WHAT NEEDS TO BE DONE: Copy the records word for word, starting at the very beginning and ending at the line that contains "[[[645,431],[613,12],[3,5],[2,431]]]".
-- START --
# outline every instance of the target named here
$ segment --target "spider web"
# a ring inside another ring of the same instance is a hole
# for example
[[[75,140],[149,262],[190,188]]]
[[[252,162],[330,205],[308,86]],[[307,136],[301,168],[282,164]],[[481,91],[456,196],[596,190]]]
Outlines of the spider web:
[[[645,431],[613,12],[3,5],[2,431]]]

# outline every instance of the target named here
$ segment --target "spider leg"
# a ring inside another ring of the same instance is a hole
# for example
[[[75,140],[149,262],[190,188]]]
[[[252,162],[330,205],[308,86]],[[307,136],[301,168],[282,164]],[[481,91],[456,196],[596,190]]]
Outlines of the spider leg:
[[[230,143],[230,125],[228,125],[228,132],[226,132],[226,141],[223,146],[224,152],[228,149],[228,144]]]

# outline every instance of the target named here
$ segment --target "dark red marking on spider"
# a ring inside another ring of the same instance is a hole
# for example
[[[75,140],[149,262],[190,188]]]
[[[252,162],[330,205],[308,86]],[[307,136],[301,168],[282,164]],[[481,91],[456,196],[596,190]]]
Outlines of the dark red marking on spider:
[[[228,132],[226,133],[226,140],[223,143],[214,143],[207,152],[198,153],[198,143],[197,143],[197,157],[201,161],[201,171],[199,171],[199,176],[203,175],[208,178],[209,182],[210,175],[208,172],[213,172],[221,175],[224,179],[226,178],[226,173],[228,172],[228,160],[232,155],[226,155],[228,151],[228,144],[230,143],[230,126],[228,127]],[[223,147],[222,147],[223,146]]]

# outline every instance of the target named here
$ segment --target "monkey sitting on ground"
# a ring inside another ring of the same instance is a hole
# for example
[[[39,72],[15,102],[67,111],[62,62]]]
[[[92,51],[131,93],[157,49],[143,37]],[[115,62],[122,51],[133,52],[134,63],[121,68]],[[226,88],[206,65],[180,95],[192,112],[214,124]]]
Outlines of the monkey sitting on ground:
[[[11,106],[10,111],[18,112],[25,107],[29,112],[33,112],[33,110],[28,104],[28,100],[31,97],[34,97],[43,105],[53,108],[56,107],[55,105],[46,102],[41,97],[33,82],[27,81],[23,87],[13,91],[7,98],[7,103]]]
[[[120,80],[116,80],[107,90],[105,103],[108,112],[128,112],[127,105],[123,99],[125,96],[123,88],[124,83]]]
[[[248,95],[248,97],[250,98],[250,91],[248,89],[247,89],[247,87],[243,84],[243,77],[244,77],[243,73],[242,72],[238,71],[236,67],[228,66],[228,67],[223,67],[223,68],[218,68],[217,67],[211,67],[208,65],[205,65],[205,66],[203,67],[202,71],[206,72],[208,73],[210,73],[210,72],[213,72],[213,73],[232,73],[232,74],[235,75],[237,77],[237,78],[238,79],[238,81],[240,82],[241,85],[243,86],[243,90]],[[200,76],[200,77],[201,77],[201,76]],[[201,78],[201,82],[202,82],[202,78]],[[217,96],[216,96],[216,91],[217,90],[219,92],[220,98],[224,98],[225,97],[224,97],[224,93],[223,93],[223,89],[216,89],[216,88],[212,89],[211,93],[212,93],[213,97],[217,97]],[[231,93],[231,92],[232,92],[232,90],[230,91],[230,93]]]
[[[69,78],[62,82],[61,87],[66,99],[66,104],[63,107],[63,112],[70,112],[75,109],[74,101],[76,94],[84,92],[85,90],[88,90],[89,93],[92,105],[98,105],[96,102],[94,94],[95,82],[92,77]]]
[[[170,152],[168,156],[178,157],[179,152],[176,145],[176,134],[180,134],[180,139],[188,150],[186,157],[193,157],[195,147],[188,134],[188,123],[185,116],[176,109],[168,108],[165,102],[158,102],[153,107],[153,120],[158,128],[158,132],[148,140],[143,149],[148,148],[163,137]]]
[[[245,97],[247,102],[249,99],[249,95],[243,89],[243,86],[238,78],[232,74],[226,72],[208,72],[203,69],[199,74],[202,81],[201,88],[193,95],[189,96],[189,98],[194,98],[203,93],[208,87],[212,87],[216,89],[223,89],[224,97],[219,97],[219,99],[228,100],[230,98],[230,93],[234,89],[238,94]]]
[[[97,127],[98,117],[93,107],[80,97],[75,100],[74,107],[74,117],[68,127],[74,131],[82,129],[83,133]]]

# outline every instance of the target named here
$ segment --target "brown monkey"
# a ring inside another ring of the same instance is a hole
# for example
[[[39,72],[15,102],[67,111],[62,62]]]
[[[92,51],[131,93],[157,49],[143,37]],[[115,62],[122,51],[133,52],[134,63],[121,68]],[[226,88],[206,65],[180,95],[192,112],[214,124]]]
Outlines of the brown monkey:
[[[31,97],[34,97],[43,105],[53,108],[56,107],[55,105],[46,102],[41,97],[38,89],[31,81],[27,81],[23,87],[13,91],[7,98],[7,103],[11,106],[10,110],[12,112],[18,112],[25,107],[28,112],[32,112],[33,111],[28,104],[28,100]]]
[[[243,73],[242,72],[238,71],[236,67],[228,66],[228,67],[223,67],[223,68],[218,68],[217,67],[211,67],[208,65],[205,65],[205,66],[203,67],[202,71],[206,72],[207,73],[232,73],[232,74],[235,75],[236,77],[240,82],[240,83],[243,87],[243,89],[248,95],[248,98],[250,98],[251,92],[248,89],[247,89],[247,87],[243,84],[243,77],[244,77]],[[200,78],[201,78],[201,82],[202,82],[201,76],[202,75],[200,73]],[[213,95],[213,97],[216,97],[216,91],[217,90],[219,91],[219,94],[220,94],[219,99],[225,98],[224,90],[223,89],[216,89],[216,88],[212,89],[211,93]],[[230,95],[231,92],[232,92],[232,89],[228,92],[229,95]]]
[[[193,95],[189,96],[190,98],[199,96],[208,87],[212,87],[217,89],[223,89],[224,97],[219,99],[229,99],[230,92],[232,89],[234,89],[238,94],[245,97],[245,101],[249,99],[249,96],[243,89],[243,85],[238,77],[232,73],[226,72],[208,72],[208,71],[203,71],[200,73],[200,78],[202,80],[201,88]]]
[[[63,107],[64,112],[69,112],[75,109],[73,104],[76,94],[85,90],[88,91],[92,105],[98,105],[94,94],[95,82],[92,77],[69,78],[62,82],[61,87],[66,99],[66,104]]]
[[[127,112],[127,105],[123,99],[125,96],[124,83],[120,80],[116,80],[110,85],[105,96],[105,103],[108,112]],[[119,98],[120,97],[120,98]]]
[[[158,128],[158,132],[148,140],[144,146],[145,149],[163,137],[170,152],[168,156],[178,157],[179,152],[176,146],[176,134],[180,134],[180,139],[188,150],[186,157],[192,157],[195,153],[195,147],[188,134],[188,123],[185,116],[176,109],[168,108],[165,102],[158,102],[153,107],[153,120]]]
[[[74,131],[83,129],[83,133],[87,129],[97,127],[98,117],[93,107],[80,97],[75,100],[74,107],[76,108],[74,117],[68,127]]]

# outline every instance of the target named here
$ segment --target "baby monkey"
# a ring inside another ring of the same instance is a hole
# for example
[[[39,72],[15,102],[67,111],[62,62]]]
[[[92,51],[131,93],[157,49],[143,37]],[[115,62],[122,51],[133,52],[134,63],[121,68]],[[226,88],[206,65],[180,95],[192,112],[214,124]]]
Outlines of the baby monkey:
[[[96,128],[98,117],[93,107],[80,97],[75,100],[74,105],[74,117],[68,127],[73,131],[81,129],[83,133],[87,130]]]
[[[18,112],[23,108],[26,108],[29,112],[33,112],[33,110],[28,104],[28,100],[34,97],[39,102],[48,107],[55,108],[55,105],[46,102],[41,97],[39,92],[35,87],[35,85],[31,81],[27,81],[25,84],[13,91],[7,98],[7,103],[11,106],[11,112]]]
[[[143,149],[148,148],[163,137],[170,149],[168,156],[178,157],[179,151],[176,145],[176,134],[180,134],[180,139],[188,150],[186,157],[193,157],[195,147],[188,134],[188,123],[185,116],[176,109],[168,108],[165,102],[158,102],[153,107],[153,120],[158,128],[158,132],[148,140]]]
-- END --
OUTPUT BELOW:
# outline every instance of the target named here
$ segment --target "spider web"
# a ring inside another ring of the same instance is a hole
# for example
[[[75,140],[149,262],[190,188]]]
[[[252,162],[330,205],[308,86]],[[307,136],[301,168],[282,164]],[[481,91],[456,196],[596,190]]]
Outlines of the spider web:
[[[645,431],[613,12],[3,5],[2,431]]]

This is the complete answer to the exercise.